* RECORDED DATA
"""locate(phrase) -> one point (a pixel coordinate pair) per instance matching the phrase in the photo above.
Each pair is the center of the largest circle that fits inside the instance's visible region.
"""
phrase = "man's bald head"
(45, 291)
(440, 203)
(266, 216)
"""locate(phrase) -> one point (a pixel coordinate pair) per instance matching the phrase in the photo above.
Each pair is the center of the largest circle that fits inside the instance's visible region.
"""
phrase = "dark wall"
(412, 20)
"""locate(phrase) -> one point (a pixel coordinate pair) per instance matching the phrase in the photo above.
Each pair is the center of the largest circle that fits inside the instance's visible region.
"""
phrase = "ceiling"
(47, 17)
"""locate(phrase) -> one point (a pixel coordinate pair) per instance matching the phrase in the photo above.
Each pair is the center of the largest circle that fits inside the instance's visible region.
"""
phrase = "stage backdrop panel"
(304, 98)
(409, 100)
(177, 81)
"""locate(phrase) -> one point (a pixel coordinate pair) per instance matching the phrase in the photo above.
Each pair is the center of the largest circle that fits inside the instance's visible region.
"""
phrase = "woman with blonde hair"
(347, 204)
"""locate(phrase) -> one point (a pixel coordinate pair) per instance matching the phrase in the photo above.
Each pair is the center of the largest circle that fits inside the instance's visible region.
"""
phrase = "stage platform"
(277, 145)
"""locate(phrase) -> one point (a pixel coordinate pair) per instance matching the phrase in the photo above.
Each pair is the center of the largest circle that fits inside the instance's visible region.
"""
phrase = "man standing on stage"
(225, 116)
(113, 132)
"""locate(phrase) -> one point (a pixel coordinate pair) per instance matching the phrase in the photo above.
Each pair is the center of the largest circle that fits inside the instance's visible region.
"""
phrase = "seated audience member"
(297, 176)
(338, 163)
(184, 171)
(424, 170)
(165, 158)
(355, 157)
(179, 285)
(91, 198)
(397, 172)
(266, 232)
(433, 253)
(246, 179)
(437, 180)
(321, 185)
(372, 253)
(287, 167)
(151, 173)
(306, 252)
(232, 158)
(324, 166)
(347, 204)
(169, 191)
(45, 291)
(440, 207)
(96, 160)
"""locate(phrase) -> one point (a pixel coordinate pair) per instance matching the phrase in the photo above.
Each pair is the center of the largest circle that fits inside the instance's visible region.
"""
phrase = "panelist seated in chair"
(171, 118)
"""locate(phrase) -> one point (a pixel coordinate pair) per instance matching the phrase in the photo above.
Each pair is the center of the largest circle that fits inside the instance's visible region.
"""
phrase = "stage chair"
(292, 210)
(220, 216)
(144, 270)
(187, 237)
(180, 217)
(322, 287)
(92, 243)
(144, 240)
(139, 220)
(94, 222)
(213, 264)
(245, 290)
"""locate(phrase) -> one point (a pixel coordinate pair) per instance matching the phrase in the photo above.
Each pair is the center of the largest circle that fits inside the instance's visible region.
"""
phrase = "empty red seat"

* WHAT IS EXPECTED
What you return must match the records exactly, line for line.

* SOLUTION TO THE PROBLEM
"""locate(phrase) -> one point (a pixel coordinate pair) per instance matching the phrase in the photo above.
Each pair is the center of the largest circle that fits inside the instance's visible region.
"""
phrase = "man's bald head"
(45, 291)
(440, 203)
(266, 216)
"""locate(phrase) -> one point (a pixel coordinate pair) per instance matching the phrase in the photo above.
Each pair is the center of the largest circle that fits inside the instance's visible region.
"""
phrase = "dark wall"
(412, 20)
"""locate(phrase) -> one point (a pixel coordinate pair) per instance matching the phrase in the photo above.
Each pair is the center of the largest circle that fits inside the instance's visible region.
"""
phrase = "ceiling"
(47, 17)
"""locate(phrase) -> one point (a pixel coordinate pair) per instance matching the phrase in the photo above.
Each pair is the center of the largest circle that fits inside the instance's visible region.
"""
phrase = "stage backdrop panel"
(304, 98)
(409, 100)
(177, 81)
"""locate(phrase) -> one point (a pixel coordinate pair) per instance matching the phrase in the photo above.
Each pair is the center of the largest circle that fits inside the instance's visible region.
"""
phrase = "woman with blonde hair"
(347, 204)
"""locate(phrase) -> one point (a pixel coordinate pair) per instance matching the phrase in the photo above.
Each pair is the center of the largest circle that fits inside the instance's visible region.
"""
phrase = "stage platform"
(277, 145)
"""locate(phrase) -> one point (a pixel coordinate pair) per instance matching the phrase in the photo above.
Each pair is the center of the largest circle that fits inside the instance's visible region.
"""
phrase = "man standing on stage"
(225, 116)
(113, 132)
"""locate(phrase) -> one point (a pixel coordinate pair) per instance matching the phrase in the photo above.
Each pair is the center of the largest circle that fits inside the instance's visible region.
"""
phrase = "seated audience member"
(297, 176)
(338, 163)
(184, 171)
(424, 170)
(165, 158)
(355, 157)
(179, 285)
(91, 198)
(397, 172)
(266, 232)
(433, 253)
(246, 179)
(437, 180)
(321, 185)
(372, 253)
(287, 167)
(151, 173)
(306, 252)
(232, 158)
(324, 166)
(347, 204)
(169, 191)
(45, 291)
(440, 207)
(96, 160)
"""locate(phrase) -> one point (a pixel coordinate pair) per instance matching the phrase in the photo above.
Each pair is the center of the largest circle that fits inside the instance's visible region.
"""
phrase = "panelist seated in chair"
(171, 118)
"""locate(phrase) -> one point (a pixel coordinate pair) per instance matching the phrase in the photo above.
Each pair is the center of the largest circle that fits inside the instance's visible region.
"""
phrase = "stage chair"
(292, 210)
(220, 216)
(144, 270)
(187, 237)
(180, 217)
(322, 287)
(92, 243)
(144, 240)
(139, 220)
(94, 222)
(213, 264)
(245, 290)
"""locate(phrase) -> one point (a pixel coordinate pair) per instance matching the phrase in the photo above.
Each pair is the center of the largest circle that fits inside the instance's visible region.
"""
phrase = "empty red seat"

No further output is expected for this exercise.